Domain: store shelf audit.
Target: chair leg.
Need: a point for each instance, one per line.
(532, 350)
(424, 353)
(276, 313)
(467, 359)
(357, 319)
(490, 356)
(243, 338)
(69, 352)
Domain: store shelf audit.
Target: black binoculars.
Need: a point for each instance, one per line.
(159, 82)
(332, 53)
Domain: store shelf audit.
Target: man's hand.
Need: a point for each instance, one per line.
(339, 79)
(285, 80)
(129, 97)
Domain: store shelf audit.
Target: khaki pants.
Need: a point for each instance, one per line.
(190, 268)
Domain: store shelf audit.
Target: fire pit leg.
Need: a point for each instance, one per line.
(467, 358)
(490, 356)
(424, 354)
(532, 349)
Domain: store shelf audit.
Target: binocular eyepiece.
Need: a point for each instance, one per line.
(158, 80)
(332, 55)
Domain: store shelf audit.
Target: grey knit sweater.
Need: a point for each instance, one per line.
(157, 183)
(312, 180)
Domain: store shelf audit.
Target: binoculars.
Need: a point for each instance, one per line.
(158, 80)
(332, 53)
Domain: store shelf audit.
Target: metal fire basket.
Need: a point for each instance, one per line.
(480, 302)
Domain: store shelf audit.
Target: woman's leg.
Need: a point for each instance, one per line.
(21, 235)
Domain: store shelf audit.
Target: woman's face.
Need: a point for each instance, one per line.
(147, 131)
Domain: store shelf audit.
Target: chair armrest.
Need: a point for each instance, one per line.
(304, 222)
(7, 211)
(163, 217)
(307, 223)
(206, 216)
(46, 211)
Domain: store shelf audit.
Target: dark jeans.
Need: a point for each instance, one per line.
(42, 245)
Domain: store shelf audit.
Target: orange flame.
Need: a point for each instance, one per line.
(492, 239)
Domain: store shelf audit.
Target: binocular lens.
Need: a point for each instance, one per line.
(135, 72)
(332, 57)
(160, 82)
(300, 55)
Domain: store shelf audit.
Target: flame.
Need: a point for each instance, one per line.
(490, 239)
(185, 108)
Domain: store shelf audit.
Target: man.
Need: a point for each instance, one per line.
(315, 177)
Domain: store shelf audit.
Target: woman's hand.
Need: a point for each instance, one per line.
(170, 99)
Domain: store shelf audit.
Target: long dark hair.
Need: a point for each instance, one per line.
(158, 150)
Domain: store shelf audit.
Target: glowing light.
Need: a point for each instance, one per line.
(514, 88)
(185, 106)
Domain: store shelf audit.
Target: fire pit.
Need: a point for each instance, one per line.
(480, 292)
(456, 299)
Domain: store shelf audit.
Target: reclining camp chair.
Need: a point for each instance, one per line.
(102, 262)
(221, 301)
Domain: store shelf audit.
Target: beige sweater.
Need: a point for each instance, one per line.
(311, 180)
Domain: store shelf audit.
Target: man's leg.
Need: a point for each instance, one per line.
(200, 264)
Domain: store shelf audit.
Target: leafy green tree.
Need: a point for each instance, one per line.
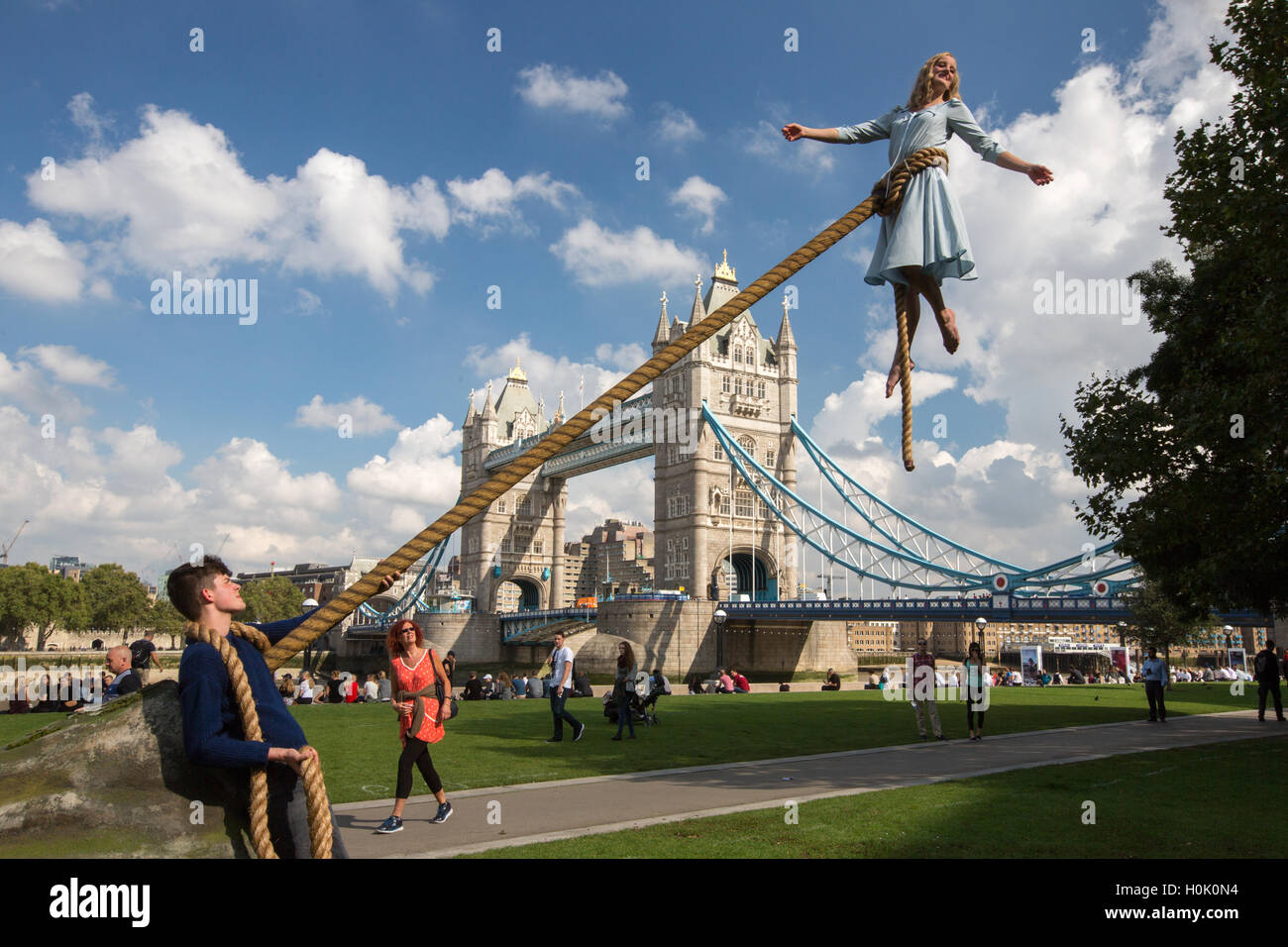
(165, 618)
(1186, 457)
(115, 598)
(34, 595)
(270, 599)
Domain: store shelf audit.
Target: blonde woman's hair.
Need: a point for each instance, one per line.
(922, 90)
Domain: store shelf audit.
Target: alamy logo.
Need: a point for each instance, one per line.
(1077, 296)
(75, 899)
(179, 296)
(919, 684)
(660, 425)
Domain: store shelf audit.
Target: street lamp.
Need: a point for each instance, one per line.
(720, 617)
(308, 604)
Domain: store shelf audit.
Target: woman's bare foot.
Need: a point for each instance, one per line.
(893, 379)
(947, 321)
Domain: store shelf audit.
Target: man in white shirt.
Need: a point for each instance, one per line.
(561, 685)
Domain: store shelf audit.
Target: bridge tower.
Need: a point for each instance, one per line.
(708, 539)
(519, 538)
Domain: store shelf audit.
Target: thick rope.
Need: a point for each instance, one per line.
(901, 315)
(885, 198)
(317, 802)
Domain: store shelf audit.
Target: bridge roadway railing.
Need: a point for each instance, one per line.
(515, 625)
(996, 608)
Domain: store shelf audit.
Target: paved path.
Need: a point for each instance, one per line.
(570, 808)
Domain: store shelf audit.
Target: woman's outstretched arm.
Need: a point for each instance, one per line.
(1038, 174)
(793, 132)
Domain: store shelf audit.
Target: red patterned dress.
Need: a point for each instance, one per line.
(413, 680)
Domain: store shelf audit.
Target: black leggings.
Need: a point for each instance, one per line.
(416, 751)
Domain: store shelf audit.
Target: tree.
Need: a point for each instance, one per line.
(34, 595)
(165, 618)
(270, 599)
(1188, 457)
(115, 598)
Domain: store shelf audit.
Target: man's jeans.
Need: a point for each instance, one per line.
(288, 815)
(557, 709)
(1154, 692)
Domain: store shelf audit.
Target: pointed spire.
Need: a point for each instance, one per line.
(785, 331)
(724, 270)
(699, 311)
(664, 328)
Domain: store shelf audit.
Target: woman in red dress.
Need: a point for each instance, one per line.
(413, 671)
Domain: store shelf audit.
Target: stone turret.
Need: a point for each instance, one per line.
(471, 415)
(662, 335)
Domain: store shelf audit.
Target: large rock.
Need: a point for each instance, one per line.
(117, 784)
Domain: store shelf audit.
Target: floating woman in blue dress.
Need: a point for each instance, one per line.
(926, 241)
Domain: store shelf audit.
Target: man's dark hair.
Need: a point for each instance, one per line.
(185, 582)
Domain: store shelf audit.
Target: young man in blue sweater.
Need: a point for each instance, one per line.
(211, 724)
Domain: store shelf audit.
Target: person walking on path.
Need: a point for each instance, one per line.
(1266, 665)
(922, 689)
(415, 672)
(561, 685)
(926, 241)
(1155, 681)
(977, 697)
(623, 688)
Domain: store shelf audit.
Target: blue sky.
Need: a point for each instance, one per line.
(376, 169)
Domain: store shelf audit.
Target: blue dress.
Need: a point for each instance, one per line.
(928, 231)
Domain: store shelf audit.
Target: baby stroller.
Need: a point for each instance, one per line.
(640, 702)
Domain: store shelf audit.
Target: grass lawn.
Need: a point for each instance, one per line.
(1189, 802)
(501, 742)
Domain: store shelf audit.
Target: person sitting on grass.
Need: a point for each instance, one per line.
(739, 684)
(473, 686)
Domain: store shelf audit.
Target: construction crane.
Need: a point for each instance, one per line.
(4, 552)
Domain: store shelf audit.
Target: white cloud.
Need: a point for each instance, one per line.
(27, 384)
(493, 196)
(366, 418)
(549, 86)
(176, 197)
(675, 127)
(699, 197)
(246, 475)
(35, 263)
(69, 367)
(305, 302)
(596, 257)
(421, 468)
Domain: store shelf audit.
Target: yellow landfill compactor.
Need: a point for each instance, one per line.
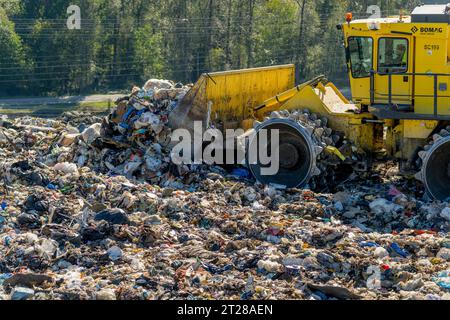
(399, 70)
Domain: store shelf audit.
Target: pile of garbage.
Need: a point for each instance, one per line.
(92, 208)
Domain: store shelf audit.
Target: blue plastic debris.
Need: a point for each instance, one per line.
(215, 269)
(241, 173)
(369, 244)
(51, 186)
(7, 240)
(4, 276)
(443, 280)
(399, 251)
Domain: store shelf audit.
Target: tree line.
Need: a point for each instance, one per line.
(124, 42)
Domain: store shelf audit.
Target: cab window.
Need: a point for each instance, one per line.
(392, 55)
(361, 56)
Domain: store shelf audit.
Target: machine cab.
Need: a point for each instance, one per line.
(400, 65)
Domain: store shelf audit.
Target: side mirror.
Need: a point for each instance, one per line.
(347, 54)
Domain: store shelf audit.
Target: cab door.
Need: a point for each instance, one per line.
(392, 84)
(360, 57)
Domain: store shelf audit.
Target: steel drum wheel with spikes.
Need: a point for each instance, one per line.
(435, 172)
(303, 138)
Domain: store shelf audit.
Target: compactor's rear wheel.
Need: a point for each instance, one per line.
(303, 137)
(435, 172)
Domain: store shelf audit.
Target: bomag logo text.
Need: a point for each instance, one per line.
(430, 30)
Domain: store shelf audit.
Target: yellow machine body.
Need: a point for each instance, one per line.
(400, 98)
(420, 83)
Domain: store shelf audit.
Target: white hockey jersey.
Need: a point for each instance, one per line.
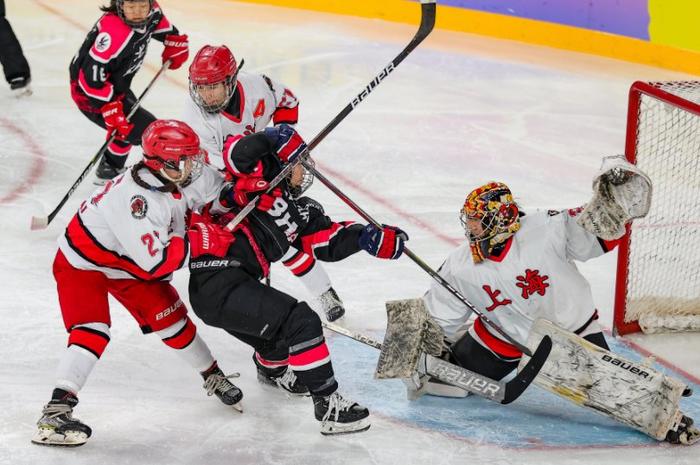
(534, 277)
(261, 100)
(130, 232)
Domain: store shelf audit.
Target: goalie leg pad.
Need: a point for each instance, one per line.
(410, 331)
(590, 376)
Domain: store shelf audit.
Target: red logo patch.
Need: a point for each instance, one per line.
(138, 206)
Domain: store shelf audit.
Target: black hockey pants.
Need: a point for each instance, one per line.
(141, 119)
(276, 325)
(14, 64)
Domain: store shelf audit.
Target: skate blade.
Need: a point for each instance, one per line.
(48, 437)
(331, 428)
(691, 437)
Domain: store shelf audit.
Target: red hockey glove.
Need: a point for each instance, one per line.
(115, 120)
(208, 239)
(243, 190)
(176, 49)
(267, 201)
(387, 242)
(287, 141)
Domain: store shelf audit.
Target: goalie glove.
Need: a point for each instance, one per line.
(621, 192)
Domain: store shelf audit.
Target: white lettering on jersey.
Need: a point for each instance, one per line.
(283, 218)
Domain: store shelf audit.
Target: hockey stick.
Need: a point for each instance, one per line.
(497, 391)
(43, 221)
(427, 22)
(310, 167)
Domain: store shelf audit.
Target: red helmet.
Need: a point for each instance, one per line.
(213, 65)
(173, 145)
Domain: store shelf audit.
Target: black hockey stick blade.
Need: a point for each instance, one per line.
(427, 23)
(516, 386)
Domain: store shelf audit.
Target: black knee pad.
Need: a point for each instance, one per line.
(302, 324)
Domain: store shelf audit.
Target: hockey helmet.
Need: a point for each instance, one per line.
(173, 146)
(131, 23)
(212, 66)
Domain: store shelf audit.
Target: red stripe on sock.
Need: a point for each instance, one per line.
(183, 338)
(309, 356)
(94, 341)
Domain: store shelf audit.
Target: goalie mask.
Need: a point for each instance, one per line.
(489, 216)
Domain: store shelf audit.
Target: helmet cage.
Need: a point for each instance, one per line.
(189, 166)
(307, 179)
(134, 24)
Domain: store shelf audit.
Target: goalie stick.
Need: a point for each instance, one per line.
(42, 222)
(427, 22)
(498, 391)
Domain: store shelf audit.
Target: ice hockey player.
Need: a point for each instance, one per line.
(126, 241)
(102, 70)
(227, 102)
(14, 64)
(519, 268)
(225, 288)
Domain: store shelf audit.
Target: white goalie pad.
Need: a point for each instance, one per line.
(410, 331)
(621, 192)
(590, 376)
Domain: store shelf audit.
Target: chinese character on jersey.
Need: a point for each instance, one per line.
(494, 298)
(532, 283)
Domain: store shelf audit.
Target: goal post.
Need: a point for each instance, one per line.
(658, 268)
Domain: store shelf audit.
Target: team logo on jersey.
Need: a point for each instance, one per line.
(103, 42)
(139, 206)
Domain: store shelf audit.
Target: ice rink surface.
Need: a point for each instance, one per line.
(461, 110)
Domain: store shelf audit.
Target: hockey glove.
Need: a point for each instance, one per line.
(208, 239)
(245, 188)
(176, 50)
(287, 142)
(115, 120)
(387, 242)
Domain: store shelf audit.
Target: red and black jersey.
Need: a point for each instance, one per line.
(110, 56)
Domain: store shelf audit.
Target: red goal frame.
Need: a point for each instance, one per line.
(651, 89)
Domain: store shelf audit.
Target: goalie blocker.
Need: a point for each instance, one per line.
(633, 394)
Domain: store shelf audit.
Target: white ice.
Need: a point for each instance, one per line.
(459, 111)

- _Exercise goal_: From the material above, pull every line that contains the word "pants". Case matters.

- _Exercise solution_:
Target: khaki pants.
Target: black hockey pants.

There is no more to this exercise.